__EXCERPTED PASSAGE__
★ ★ ★
Knowles’s Newsagent, Tobacconist and Confectioner. Est. 1919

Pat Brooks, who has previously written about the Jazz Club, has kindly contributed this article celebrating Knowles’s Shop in Bodfor Street, which was established in 1919, almost 100 years ago!

“Amongst all the changes and decline of  Rhyl town centre one shop has stood tall and unblemished.  It is a credit to the owner who has carried on undaunted and has kept things going as they have been for many years, determined not to be beaten by the pressures which have hit so many in the town, and  by staying true to its history and sticking to what it does best by simply being  Knowles’ Newsagent, Tobacconist and Confectioner in Bodfor Street.

Calling into the shop recently it was like going back in time for it was if time had stood still.  The windows were dressed as they had always been and I think there was a new canopy outside but no papers on stands outside now.

I worked there during 1955/56 during evenings, weekends and holidays just before leaving Rhyl Grammar School . When I was there the layout of the shop was exactly the same and I felt that I could have just walked behind the counter and carry on working just as I had done all those years ago without having to look around for things.
★ ★ ★
__DATASET__

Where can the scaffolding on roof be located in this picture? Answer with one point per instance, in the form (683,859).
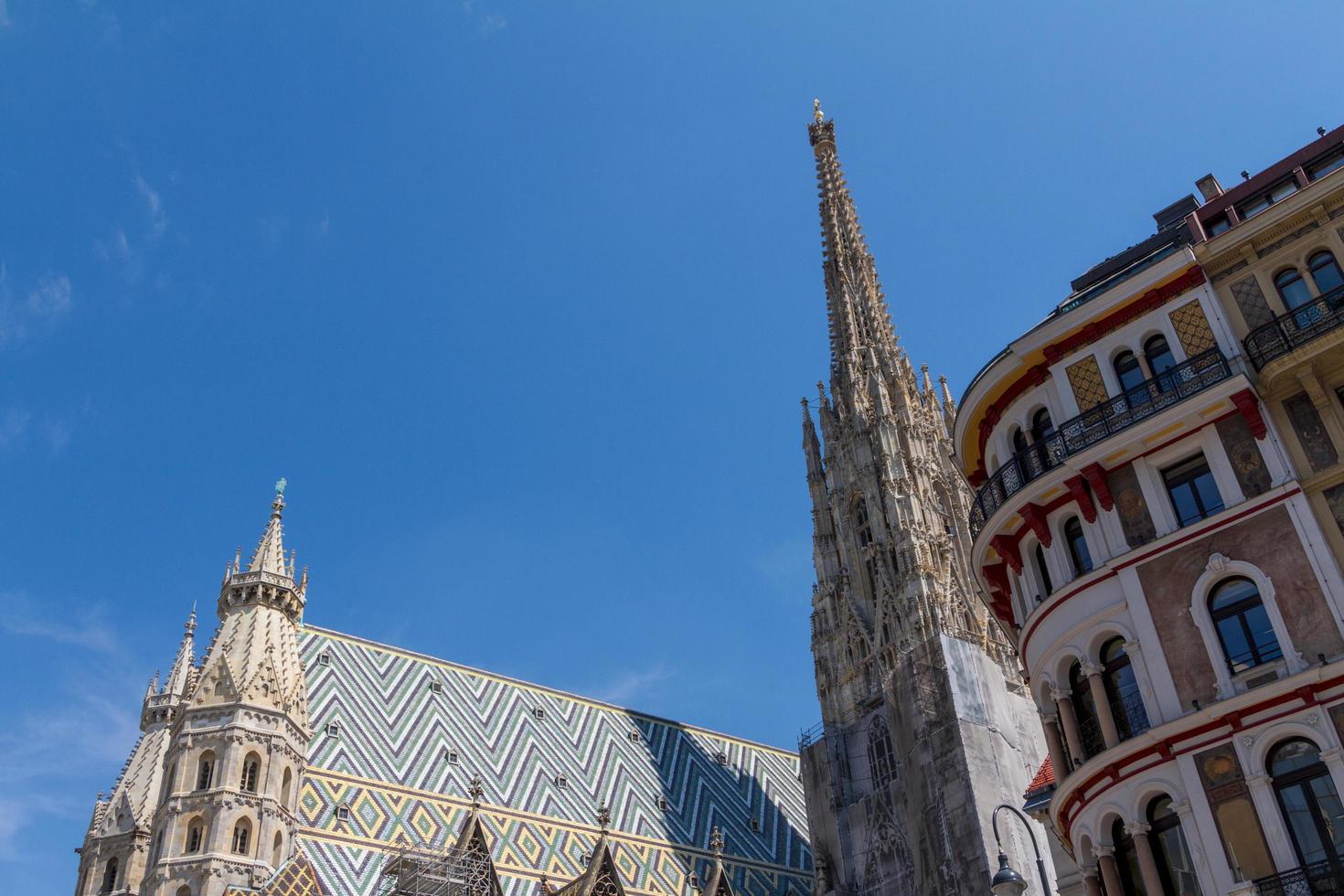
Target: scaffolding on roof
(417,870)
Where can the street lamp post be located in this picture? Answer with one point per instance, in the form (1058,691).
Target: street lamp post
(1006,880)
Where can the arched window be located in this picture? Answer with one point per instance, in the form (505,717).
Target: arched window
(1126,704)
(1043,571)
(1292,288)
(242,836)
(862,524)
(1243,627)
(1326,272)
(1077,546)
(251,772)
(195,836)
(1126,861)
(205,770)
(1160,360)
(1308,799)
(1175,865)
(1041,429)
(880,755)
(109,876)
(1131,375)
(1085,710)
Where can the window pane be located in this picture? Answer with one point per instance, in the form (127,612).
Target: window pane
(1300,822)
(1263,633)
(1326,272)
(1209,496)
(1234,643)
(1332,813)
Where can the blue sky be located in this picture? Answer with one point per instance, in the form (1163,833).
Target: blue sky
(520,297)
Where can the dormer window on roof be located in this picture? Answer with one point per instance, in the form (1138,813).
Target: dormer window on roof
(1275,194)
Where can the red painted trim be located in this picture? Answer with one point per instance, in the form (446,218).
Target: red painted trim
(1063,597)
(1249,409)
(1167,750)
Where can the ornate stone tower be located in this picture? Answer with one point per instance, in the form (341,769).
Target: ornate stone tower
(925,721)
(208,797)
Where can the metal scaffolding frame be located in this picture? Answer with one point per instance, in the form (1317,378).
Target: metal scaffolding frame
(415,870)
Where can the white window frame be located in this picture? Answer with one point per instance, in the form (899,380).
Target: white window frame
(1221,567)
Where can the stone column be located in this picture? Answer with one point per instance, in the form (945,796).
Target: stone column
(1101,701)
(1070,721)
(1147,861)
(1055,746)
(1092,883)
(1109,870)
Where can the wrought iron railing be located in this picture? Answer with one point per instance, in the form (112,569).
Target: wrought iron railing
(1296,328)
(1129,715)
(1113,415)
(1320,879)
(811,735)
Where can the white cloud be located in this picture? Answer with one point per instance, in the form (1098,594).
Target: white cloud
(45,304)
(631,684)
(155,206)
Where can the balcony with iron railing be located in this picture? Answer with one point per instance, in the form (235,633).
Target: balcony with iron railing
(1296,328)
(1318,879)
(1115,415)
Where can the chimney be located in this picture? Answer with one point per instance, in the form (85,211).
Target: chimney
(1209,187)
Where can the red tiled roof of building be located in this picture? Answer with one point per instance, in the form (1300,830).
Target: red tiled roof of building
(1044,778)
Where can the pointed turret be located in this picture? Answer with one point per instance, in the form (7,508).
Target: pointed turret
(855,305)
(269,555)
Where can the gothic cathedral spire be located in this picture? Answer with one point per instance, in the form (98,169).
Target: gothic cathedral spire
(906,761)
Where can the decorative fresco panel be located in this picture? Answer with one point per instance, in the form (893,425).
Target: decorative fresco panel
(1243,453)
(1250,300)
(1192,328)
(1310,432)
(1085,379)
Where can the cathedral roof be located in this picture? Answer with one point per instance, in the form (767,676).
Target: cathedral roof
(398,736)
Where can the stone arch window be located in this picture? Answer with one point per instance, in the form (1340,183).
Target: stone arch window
★ ★ ★
__TASKS TO PERFORM__
A - From the article about Knowles's shop, list the times when the writer says they worked there during 1955/56.
B - In the article about Knowles's shop, switch "canopy" to "awning" in the passage starting with "Calling into the" and going on through "stands outside now.".
The data plays no part in this.

__RESPONSES IN ORDER__
A -
- Evenings
- Weekends
- Holidays

B -
Calling into the shop recently it was like going back in time for it was if time had stood still.  The windows were dressed as they had always been and I think there was a new awning outside but no papers on stands outside now.